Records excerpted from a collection
┄┄┄┄┄┄┄┄┄┄

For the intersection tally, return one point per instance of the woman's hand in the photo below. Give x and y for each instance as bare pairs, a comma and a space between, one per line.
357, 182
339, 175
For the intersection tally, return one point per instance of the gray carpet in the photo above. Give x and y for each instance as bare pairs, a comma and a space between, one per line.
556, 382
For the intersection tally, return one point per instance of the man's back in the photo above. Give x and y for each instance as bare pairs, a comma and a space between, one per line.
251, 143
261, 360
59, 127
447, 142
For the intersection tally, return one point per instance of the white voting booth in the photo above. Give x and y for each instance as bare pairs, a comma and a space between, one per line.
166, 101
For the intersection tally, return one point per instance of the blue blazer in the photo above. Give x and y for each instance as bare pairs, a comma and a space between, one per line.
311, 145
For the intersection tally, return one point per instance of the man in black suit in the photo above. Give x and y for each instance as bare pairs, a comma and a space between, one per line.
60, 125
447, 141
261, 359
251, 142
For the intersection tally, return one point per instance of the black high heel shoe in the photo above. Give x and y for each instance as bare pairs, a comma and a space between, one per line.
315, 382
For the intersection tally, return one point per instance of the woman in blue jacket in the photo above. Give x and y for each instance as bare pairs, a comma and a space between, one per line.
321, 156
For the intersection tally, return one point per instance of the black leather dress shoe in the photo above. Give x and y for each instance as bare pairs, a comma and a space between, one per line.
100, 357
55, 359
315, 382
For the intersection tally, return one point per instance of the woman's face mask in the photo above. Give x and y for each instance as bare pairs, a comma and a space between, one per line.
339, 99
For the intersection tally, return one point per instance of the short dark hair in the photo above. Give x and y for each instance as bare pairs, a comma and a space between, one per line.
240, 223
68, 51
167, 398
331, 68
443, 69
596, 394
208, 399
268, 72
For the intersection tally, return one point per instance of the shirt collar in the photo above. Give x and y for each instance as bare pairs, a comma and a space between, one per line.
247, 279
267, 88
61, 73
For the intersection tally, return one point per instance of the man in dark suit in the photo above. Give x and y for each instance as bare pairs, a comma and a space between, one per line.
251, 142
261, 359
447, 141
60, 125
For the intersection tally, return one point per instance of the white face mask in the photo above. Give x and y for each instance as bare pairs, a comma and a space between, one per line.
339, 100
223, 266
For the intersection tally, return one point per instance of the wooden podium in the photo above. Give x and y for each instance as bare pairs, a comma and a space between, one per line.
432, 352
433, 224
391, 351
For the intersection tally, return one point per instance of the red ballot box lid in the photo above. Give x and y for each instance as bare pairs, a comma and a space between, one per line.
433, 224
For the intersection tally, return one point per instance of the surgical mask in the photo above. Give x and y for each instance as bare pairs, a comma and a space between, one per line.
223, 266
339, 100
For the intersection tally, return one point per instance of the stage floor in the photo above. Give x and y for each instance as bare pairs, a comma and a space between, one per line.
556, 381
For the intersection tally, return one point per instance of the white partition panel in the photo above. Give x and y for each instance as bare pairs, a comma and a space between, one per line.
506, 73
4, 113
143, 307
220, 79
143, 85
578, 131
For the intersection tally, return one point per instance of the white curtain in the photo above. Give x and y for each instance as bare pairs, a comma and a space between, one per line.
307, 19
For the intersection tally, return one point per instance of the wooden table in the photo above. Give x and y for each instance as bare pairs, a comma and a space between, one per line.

┄┄┄┄┄┄┄┄┄┄

## Work instructions
Only the lines from the one containing "of the stage" to the end of the records should be repeated, exactly as they appear.

## Written response
For the intersection tally, return one point per instance of the stage floor in the photo above. Give x and y for each instance as bare pairs, a comma and a space between, one per line.
556, 381
For the intersection tally, return one point per instance of the white partition panel in the photo above. Give x and y for each instance as bare pairs, a comma and a space between, one per line.
506, 73
4, 113
143, 307
220, 79
143, 85
578, 131
For the intersection tally, return one point per instance of the white curtain in the photo above. Give x and y for each instance as bare pairs, a comma and a space between, one per line.
307, 19
For the intersection tally, return one point per instance of the wooden table in the photo above. Give x and y for each instance as bare pairs, a comma and a space between, one per line.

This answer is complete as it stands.